+++ Data listing +++
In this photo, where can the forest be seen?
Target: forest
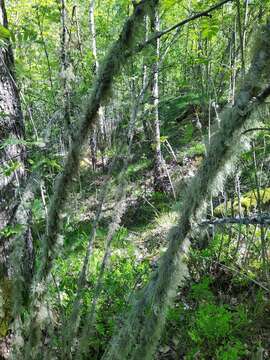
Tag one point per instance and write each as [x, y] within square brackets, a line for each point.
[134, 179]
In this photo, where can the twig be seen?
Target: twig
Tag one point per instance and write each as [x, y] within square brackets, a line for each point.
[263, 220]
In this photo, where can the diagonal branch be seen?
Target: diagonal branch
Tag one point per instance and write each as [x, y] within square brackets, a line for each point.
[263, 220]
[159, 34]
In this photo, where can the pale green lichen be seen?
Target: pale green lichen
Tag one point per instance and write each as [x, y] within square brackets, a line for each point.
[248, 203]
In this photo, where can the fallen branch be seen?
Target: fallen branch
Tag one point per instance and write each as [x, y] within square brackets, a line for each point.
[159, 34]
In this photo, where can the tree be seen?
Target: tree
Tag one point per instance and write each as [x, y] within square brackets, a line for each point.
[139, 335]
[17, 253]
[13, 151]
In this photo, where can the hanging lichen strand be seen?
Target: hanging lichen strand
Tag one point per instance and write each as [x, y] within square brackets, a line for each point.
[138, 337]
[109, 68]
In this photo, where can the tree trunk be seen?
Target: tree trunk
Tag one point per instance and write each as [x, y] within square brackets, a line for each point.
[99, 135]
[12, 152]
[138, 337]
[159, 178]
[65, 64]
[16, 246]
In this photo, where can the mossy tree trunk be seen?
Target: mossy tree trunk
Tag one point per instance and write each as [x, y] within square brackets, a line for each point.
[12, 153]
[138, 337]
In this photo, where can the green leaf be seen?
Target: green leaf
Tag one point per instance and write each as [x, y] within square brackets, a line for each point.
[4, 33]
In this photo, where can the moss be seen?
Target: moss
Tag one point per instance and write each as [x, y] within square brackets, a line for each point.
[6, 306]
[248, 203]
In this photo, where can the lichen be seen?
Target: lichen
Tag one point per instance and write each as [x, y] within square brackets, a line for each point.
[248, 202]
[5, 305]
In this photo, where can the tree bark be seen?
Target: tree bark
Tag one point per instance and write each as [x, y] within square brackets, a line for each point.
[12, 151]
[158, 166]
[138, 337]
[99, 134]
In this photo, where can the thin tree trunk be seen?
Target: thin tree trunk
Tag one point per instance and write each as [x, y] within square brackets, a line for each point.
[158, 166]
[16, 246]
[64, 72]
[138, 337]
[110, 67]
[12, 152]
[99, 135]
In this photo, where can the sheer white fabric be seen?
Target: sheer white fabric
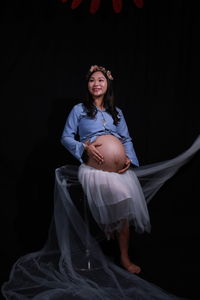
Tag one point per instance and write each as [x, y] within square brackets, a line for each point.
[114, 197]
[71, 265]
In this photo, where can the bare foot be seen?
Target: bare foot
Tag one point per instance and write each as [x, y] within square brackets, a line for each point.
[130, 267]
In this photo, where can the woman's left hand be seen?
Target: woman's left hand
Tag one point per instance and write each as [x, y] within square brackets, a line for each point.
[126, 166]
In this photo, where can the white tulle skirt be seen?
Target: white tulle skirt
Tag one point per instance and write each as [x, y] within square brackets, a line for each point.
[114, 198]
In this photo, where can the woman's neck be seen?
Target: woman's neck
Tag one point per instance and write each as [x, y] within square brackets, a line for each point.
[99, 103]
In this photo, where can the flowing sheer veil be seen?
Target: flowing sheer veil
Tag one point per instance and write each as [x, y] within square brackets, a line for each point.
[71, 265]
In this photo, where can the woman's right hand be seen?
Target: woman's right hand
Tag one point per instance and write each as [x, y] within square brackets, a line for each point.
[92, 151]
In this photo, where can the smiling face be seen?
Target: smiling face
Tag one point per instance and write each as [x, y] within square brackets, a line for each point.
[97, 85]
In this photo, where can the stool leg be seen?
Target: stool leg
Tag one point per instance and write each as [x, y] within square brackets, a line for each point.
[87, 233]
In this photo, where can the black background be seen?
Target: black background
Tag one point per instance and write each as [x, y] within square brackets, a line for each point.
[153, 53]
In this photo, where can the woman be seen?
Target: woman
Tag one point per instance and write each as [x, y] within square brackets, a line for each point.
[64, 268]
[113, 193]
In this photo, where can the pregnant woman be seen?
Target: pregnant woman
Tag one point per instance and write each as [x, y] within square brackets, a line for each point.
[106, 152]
+++
+++ Data listing +++
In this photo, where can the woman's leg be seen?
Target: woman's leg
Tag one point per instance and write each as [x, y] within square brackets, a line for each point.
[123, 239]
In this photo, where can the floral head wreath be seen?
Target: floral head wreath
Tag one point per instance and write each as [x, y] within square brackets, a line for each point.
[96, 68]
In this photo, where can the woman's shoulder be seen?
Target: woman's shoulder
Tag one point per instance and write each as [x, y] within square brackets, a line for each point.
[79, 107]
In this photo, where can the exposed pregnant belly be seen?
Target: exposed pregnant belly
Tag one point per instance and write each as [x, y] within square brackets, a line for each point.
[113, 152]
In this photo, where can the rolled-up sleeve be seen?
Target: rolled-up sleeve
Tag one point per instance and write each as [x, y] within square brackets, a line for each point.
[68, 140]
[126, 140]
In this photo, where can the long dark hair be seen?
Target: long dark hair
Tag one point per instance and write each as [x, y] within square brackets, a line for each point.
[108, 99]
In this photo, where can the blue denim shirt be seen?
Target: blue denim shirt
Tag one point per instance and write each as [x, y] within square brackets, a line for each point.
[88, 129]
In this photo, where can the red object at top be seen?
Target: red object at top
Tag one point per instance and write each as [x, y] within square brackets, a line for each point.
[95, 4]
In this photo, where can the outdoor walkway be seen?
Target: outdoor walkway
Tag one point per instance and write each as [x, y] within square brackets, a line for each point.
+++
What you should do:
Pick out every line in the entries above that contains the word "shirt", and copy each one. Case counts.

Output for this task:
In this photo, where can the blue denim shirt be seen?
Target: blue denim shirt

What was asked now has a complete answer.